### Given instruction 1:
From the entries below, give everything from the line containing "# draw the outline of every instance of the horse" down to the line containing "159), (283, 154)]" as a JSON list of strings, one string per line, with blank lines left out.

### Excerpt to read:
* * *
Lenses

In this chapter you will learn:

  • What a lens is and what problem it solves
  • How to read, update, and transform nested data with view and over
  • What a traversal is and how it generalises lenses to multiple foci
  • How to compose lenses and traversals with and the ‹› shorthand
  • How to operate on all foci as a group with parts-of

The Problem: Updating Nested Data

Reading a value deep inside a structure is easy with dot-lookup:

config.server.db.host   # => "localhost"

But modifying it is painful. If you want to change just that one field and keep the rest of the structure intact, you must manually reconstruct every layer:

config { server: config.server { db: config.server.db { host: "10.0.0.5" } } }

This is verbose, error-prone, and breaks whenever the structure changes. Lenses solve this.
* * *
### Records shown:
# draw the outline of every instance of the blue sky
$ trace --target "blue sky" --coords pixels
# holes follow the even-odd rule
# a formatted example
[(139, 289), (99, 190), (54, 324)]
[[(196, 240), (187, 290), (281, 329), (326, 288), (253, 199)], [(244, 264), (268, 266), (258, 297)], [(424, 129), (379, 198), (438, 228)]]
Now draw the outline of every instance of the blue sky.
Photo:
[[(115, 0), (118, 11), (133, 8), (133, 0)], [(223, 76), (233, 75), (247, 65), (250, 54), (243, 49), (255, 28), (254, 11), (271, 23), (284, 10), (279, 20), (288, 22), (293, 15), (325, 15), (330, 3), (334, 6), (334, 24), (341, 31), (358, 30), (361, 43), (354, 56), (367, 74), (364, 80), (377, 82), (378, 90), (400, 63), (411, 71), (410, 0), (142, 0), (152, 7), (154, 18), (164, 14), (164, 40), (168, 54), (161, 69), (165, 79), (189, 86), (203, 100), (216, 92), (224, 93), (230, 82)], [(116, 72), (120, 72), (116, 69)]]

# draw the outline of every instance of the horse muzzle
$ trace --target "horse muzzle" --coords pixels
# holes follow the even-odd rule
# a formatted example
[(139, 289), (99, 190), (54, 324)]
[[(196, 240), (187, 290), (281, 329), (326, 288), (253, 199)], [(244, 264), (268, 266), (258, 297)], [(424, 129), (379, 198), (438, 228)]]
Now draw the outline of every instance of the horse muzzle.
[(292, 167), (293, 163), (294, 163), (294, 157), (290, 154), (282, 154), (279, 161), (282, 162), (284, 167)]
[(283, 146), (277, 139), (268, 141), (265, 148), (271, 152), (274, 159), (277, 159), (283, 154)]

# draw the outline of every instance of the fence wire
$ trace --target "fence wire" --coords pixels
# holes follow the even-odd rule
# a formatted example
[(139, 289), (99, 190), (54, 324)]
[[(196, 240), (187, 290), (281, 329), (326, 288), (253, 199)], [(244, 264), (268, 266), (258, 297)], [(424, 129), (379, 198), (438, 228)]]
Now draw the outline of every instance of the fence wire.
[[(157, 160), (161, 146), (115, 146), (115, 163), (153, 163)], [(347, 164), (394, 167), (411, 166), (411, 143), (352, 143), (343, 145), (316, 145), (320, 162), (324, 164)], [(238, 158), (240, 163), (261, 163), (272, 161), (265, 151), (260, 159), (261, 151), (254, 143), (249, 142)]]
* * *
### Given instruction 2:
Rewrite everything in the lenses chapter above from "But modifying it" down to "Lenses solve this.", putting "tedious" in place of "painful".

### Written reply 1:
[
  "# draw the outline of every instance of the horse muzzle",
  "$ trace --target \"horse muzzle\" --coords pixels",
  "# holes follow the even-odd rule",
  "# a formatted example",
  "[(139, 289), (99, 190), (54, 324)]",
  "[[(196, 240), (187, 290), (281, 329), (326, 288), (253, 199)], [(244, 264), (268, 266), (258, 297)], [(424, 129), (379, 198), (438, 228)]]",
  "Now draw the outline of every instance of the horse muzzle.",
  "[(292, 167), (293, 163), (294, 163), (294, 157), (290, 154), (282, 154), (279, 161), (282, 162), (284, 167)]",
  "[(283, 146), (277, 139), (268, 141), (265, 148), (271, 152), (274, 159), (277, 159), (283, 154)]"
]

### Written reply 2:
But modifying it is tedious. If you want to change just that one field and keep the rest of the structure intact, you must manually reconstruct every layer:

config { server: config.server { db: config.server.db { host: "10.0.0.5" } } }

This is verbose, error-prone, and breaks whenever the structure changes. Lenses solve this.